WORK INSTRUCTIONS:
Print the passage of the article on the state inspection of the Disney monorail between "In May 2023, as" and "lobbyist Leticia Adams.", inclusive, keeping every word unchanged.

EXTRACT:
— start —
ORLANDO, Fla. – Newly-released images from the Florida Department of Transportation show engineers conducting the state’s first-ever inspection of the Walt Disney World monorail system shortly after FDOT was granted oversight authority last year.
News 6 requested public records related to the monorail inspection in late 2023, weeks after the state began on-site evaluations at Disney.
FDOT officials withheld those public records for nearly a year until an attorney representing News 6 intervened. The agency attributed the delay to state laws and national security protocols governing records containing structural information.
In May 2023, as Gov. Ron DeSantis was engaged in a public feud with the Walt Disney Company over its criticism of Florida’s Parental Rights in Education bill, dubbed “Don’t Say Gay” by critics, the governor signed a bill authorizing FDOT to regulate Disney’s privately-owned monorail system.
Three months later, records show FDOT officials made their first site visit to Walt Disney World and met with Disney personnel near the monorail maintenance shop behind the Magic Kingdom theme park.
[EXCLUSIVE: Become a News 6 Insider (it’s FREE) | PINIT! Share your photos]
A schedule for that meeting indicates FDOT District 5 Secretary John Tyler and four state engineers were to be joined by several Disney Parks employees including Vice President Greg Hale, who serves as the company’s chief safety officer, and Disney government relations lobbyist Leticia Adams.
— end —
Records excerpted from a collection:
— start —
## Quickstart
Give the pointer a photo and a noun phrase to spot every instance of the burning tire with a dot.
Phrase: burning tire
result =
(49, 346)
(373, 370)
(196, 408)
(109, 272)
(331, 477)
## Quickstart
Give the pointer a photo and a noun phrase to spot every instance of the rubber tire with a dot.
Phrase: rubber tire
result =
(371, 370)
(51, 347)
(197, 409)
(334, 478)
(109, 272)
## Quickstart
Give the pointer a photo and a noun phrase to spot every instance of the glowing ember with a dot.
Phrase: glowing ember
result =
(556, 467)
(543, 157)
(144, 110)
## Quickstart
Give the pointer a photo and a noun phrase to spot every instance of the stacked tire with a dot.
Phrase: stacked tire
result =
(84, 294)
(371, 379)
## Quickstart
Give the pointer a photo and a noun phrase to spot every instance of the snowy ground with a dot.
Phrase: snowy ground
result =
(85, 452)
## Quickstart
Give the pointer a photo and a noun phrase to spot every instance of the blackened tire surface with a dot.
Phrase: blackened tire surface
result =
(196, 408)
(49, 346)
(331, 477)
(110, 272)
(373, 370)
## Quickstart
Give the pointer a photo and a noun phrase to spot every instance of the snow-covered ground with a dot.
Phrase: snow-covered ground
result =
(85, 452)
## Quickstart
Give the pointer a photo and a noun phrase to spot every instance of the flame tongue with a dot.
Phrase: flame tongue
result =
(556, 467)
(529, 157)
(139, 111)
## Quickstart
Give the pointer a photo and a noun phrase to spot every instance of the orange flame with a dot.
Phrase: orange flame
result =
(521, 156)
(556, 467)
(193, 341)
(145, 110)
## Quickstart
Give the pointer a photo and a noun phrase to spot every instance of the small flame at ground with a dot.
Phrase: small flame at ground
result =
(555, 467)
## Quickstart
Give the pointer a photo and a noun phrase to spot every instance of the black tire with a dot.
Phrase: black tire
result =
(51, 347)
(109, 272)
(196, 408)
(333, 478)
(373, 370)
— end —
ANSWER:
In May 2023, as Gov. Ron DeSantis was engaged in a public feud with the Walt Disney Company over its criticism of Florida’s Parental Rights in Education bill, dubbed “Don’t Say Gay” by critics, the governor signed a bill authorizing FDOT to regulate Disney’s privately-owned monorail system.
Three months later, records show FDOT officials made their first site visit to Walt Disney World and met with Disney personnel near the monorail maintenance shop behind the Magic Kingdom theme park.
[EXCLUSIVE: Become a News 6 Insider (it’s FREE) | PINIT! Share your photos]
A schedule for that meeting indicates FDOT District 5 Secretary John Tyler and four state engineers were to be joined by several Disney Parks employees including Vice President Greg Hale, who serves as the company’s chief safety officer, and Disney government relations lobbyist Leticia Adams.